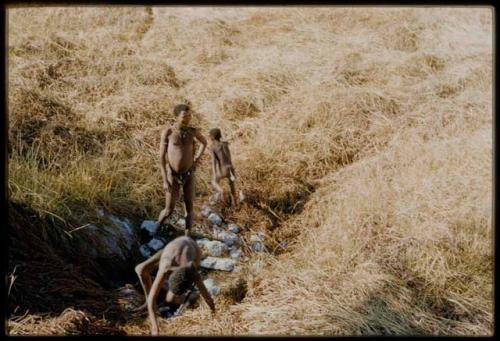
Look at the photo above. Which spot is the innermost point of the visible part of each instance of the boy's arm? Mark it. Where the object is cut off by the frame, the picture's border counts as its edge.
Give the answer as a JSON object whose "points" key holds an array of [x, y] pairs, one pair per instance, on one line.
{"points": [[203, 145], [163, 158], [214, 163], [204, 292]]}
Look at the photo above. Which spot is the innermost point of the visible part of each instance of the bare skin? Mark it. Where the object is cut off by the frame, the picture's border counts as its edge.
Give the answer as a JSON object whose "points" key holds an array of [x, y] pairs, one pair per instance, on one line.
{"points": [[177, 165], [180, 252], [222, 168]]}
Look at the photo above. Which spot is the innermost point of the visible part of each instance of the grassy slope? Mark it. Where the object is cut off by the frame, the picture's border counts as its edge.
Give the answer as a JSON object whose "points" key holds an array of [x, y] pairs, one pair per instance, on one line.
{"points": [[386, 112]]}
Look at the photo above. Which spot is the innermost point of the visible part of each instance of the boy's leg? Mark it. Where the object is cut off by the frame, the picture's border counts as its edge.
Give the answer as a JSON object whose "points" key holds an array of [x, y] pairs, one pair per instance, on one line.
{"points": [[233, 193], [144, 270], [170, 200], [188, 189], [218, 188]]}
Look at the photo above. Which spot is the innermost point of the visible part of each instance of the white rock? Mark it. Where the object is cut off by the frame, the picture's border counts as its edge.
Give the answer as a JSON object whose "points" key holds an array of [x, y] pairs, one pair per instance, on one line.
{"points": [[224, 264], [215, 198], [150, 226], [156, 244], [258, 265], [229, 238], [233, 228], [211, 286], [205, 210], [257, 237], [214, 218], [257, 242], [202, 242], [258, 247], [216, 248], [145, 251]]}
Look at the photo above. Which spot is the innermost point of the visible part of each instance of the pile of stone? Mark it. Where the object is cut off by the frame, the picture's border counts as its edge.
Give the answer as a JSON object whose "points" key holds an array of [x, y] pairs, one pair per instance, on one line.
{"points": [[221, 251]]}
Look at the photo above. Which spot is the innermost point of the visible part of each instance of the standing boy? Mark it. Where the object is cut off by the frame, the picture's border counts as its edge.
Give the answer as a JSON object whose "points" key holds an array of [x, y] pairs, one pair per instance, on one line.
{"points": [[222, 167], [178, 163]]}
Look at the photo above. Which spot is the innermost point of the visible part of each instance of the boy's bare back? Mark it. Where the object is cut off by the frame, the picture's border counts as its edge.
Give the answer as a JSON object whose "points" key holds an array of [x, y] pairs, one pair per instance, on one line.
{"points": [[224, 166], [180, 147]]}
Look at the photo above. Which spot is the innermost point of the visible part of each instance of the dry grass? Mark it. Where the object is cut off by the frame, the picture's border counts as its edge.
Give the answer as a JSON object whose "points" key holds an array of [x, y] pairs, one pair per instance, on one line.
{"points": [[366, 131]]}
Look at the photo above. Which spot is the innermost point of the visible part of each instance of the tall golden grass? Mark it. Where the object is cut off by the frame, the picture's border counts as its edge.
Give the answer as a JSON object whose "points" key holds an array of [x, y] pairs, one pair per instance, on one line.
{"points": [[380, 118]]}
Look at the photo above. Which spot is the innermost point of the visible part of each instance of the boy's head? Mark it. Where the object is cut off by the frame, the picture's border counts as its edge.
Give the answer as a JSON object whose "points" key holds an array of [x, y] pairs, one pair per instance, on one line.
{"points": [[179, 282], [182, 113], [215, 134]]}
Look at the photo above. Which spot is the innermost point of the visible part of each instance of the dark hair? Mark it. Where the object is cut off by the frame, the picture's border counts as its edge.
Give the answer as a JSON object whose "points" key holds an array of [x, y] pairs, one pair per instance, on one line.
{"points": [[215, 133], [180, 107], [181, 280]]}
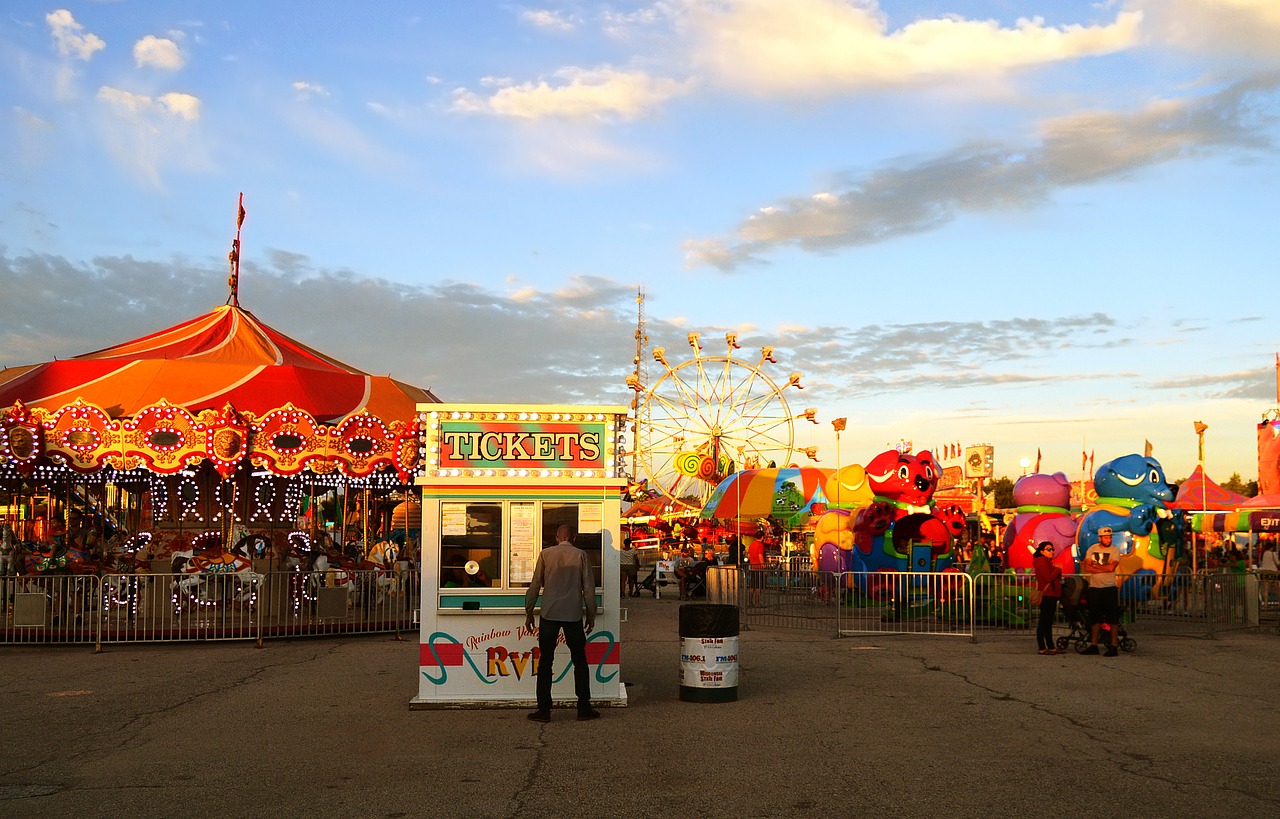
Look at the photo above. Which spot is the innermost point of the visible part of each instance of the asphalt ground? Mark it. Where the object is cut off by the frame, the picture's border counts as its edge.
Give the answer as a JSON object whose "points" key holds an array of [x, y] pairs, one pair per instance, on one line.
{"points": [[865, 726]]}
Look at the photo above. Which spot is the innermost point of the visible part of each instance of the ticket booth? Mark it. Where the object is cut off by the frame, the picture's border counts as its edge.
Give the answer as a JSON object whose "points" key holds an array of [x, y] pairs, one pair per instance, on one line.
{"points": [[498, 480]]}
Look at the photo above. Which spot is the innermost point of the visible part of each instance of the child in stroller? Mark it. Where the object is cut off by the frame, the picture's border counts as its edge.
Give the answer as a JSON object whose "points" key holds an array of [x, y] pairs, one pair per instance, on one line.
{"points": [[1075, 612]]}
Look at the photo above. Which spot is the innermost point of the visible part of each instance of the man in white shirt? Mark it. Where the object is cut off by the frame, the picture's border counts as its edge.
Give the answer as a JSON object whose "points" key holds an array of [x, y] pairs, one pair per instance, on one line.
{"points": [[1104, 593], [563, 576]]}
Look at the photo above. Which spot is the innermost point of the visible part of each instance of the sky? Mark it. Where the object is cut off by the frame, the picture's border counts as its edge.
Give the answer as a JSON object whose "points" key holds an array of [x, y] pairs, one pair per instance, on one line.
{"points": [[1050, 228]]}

◆ ◆ ◆ ◆

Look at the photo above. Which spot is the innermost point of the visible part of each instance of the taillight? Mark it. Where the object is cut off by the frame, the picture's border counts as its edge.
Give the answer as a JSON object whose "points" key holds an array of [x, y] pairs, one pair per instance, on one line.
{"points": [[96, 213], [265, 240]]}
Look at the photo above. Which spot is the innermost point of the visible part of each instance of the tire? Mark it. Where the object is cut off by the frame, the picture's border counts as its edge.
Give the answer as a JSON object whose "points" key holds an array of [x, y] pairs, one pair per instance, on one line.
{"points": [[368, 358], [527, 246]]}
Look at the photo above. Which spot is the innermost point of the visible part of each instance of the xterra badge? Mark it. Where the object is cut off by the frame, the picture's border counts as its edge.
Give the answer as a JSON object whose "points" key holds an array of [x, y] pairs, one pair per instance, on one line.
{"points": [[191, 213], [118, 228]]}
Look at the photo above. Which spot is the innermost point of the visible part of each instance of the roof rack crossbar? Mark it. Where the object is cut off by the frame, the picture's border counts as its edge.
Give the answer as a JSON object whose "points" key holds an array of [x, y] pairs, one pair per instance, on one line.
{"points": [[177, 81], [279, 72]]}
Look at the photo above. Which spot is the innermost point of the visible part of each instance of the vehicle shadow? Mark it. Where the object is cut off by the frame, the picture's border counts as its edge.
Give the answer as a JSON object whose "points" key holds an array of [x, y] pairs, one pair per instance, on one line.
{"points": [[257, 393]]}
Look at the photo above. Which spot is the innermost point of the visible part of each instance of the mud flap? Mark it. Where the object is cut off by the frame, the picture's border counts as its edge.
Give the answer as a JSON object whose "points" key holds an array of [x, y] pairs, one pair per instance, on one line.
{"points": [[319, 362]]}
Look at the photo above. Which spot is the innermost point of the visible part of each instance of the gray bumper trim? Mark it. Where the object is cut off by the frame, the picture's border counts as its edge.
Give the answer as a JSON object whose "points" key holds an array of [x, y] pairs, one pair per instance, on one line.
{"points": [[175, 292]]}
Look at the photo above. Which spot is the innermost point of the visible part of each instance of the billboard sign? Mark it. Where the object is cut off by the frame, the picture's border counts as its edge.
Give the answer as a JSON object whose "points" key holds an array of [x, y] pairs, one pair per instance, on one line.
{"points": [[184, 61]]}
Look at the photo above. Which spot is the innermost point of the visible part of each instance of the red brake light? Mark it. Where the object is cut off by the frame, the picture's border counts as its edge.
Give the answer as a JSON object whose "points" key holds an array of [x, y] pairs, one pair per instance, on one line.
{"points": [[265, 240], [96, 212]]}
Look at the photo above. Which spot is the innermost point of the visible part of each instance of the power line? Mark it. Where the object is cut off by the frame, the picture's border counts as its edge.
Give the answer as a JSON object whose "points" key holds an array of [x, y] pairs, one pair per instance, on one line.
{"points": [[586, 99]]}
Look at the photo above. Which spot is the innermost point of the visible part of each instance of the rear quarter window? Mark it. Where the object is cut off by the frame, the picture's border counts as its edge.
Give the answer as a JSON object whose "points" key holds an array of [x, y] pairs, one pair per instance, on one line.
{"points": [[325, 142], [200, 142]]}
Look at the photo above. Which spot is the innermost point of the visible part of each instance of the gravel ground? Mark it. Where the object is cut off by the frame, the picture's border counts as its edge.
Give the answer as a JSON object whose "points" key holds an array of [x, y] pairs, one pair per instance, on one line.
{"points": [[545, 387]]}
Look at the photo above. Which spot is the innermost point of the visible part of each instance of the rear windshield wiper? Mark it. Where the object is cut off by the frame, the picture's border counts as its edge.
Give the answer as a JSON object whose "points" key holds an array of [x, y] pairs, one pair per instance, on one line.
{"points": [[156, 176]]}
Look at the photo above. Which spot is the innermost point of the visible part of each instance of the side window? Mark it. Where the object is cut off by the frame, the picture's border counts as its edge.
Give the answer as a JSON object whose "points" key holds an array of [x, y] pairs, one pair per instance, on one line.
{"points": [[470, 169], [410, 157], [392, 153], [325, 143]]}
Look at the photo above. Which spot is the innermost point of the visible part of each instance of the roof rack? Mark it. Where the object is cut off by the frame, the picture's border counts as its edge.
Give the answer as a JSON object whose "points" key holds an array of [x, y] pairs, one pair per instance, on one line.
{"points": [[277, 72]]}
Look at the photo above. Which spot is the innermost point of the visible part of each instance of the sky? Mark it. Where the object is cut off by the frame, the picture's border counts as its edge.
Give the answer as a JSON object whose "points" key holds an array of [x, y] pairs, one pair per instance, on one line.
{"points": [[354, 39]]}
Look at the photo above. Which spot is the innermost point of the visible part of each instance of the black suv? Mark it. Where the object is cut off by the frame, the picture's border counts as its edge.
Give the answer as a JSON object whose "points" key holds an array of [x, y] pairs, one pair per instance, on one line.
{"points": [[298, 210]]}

◆ ◆ ◆ ◆

• [WHAT TO WORK ON]:
Counting every line of the records above that has the word "white", state the total and give nothing besides it.

• [ANSWER FOR THIS EXERCISE]:
2